■ **SOURCE**
Las Vegas Golden Knights forward Max Pacioretty (67) checks Minnesota Wild forward Mikael Granlund (64) in the first period at Xcel Energy Center in St. Paul on Oct. 6, 2018. Brad Rempel / USA TODAY Sports

ST. PAUL — No. It's not time to push the panic button on the Wild.

Not yet.

That's the feeling in the locker room despite a dismal offensive performance that has produced just two goals in two games.

"We are 0-1-1," forward Jason Zucker said, downplaying the fact that the Wild offense has stalled out of the gates. "We aren't out of the playoffs or anything like that. We obviously have some things we need to work on. We just need to make sure we realize that we're a good team. We're going to be just fine."

Still, there have been some concerning trends, albeit a small sample size.

The problem isn't just a lack of scoring; it's a lack of any kind of offensive pressure.

In fact, according to Natural Stat Trick, a website that tracks various NHL analytics, the Wild have had just 29 scoring chances through two games, worst in the league for teams that have played at least two games.

To put that in perspective, the Chicago Blackhawks, who will be in town on Thursday, Oct. 11, have 79 scoring chances through three games.

"We need to create way more," said veteran forward Zach Parise, who has potted the only goal among Wild players on the front line. "Not nearly enough time in the offensive zone. Not a lot of creativity with the puck. It's not as if we've played two games and we're getting robbed where we should have six goals or seven goals. We need to generate a lot more chances."

■ **WHAT YOU WILL DO**
A) From the article on the Wild's offense, copy out everything from "ST. PAUL — No." down to "of offensive pressure.".
B) Answer these questions from the article on the Wild's offense:
(i) What record does Jason Zucker give for the Wild?
(ii) How many scoring chances have the Wild had through two games, according to Natural Stat Trick?
(iii) How many scoring chances do the Chicago Blackhawks have through three games?

■ **RECORDED INFORMATION**
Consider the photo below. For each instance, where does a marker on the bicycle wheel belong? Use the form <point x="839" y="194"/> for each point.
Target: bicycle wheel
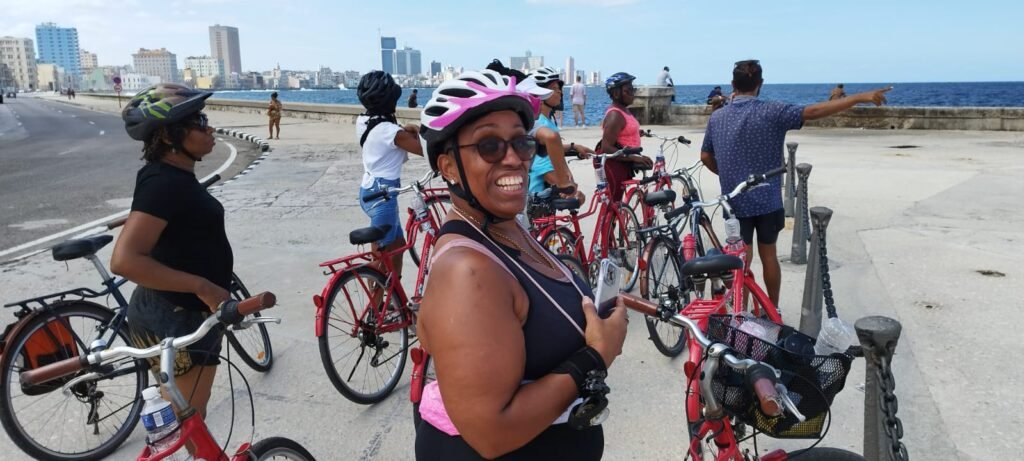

■ **PER-TASK ANSWERS**
A)
ST. PAUL — No. It's not time to push the panic button on the Wild.

Not yet.

That's the feeling in the locker room despite a dismal offensive performance that has produced just two goals in two games.

"We are 0-1-1," forward Jason Zucker said, downplaying the fact that the Wild offense has stalled out of the gates. "We aren't out of the playoffs or anything like that. We obviously have some things we need to work on. We just need to make sure we realize that we're a good team. We're going to be just fine."

Still, there have been some concerning trends, albeit a small sample size.

The problem isn't just a lack of scoring; it's a lack of any kind of offensive pressure.

B)
(i) 0-1-1
(ii) 29
(iii) 79